SOURCE EXTRACT:
□ □ □ □ □ □ □
The parties organize Defendant's contentions regarding the prosecutor's closing argument into three categories, which we address in turn.
1. Arguments Based on Conjecture
Defendant contends certain portions of the prosecutor's closing argument were inappropriately based on conjecture rather than on evidence presented at trial.
While prosecutors are prohibited from “mak[ing] arguments [based on] matters outside of the record[,]” they may “argue any position or conclusion with respect to a matter in issue[ ]” based on their “analysis of the evidence[.]” N.C.G.S. § 15A-1230(a). To that end, “[p]rosecutors may ․ create a scenario of the crime committed as long as the record contains sufficient evidence from which the scenario is reasonably inferable.” State v. Frye, 341 N.C. 470, 498 (1995) (citation omitted).
a. Defendant's Plan
Defendant contends the prosecutor improperly asserted Defendant planned only to partially penetrate the victim to avoid rupturing the victim's hymen, because if her hymen ruptured, the victim would panic and tell her mother. Thus, according to the prosecutor's closing argument, Defendant concocted this plan and carried it out in order to prolong and continue the abuse. We disagree with defendant's argument.
The following is the relevant portion of the prosecutor's closing statement:
So[,] getting back to what I said was interesting about how [the victim] testified about that, he never fully put his penis all the way inside of her. Nope. [Defendant] put part of it inside of her. And I submit to you that that is because he knew if he put his penis all the way inside of her, it could mess up her hymen. It could cause bleeding. It could freak her out so much, the blood that she got from what happened, that she immediately tells her mother.
□ □ □ □ □ □ □
SOURCE MATERIAL:
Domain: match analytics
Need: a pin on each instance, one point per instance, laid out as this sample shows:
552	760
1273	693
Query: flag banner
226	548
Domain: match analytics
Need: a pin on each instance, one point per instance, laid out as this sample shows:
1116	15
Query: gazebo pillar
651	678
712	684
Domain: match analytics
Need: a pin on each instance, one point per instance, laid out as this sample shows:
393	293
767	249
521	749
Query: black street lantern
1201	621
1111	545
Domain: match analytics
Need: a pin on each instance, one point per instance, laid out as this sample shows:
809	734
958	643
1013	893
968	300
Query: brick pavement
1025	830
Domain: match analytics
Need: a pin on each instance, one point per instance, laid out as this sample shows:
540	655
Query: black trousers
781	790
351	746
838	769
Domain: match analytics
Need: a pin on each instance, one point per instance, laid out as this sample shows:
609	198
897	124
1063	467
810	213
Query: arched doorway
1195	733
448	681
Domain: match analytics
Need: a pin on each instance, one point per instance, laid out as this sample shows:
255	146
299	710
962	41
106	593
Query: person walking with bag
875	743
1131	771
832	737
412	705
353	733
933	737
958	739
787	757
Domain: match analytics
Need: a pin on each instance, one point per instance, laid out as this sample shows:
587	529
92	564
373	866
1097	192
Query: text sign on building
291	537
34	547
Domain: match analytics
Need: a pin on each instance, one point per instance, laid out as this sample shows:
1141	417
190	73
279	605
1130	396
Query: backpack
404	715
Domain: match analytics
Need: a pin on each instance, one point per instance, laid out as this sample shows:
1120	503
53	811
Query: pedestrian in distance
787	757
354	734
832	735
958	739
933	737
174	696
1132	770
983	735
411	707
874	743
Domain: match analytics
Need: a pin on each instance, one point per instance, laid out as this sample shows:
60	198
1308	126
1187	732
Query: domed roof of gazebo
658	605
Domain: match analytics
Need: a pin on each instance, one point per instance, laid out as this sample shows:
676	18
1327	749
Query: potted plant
□ □ □ □ □ □ □
YOUR TASKS:
A. According to the court opinion, what may prosecutors create as long as the record contains sufficient evidence from which it is reasonably inferable?
B. Continue the court opinion on the prosecutor's closing argument, beginning after its last sentence.
The material above comes from a separate source and is unrelated to the court opinion.

RESULTS OF THE TASKS:
A. A scenario of the crime committed.

B.
[Defendant] doesn't want that to happen because he wants to keep doing what he's doing. He has a continuing course of conduct. This is an easy victim. She's not going to tell anything. Why? Because I [(referring to Defendant)] threaten her every single time, [“][D]on't you tell anyone.[”] [“]You're not going to tell anyone.[”] [“]Oh, no, I'm not going to tell anyone.[”] [“]Even if someone hits you.[”] [“]Oh, no, I'm not going to tell anyone.[”]
We believe this argument was properly based on factual inferences from the evidence presented which tended to show Defendant attempted to conceal his abuse. For instance, when the abuse initially began, Defendant would call the victim into his bedroom while the victim's mother was at work, would caress the victim all over her body as she lay on Defendant's bed, and if and when the victim's younger sister would enter the room Defendant would pretend to tickle the victim instead. Then, around the time the victim was 14 years old and after Defendant and the victim's mother separated and Defendant moved to his own apartment, the sexual abuse began to escalate to the point of penetration. When the victim's sisters were not around, Defendant would kiss the victim's cheek and neck, hug her from behind, attempt to kiss her mouth, and would “smack [her] butt” in a non-disciplinary manner. This abuse ultimately culminated in Defendant partially penetrating the victim with his tongue, fingers, and part of his penis. To avoid this sexual abuse, the victim would wear tight clothing to bed, but these clothes were to no avail as Defendant would overpower the victim, remove the tight clothing, and begin to attempt to penetrate the victim. The victim, however, would resist Defendant by pushing and kicking thereby preventing Defendant from fully penetrating the victim with his penis. And after each time Defendant would sexually abuse the victim, he would make the victim confirm that she would not tell others about the abuse.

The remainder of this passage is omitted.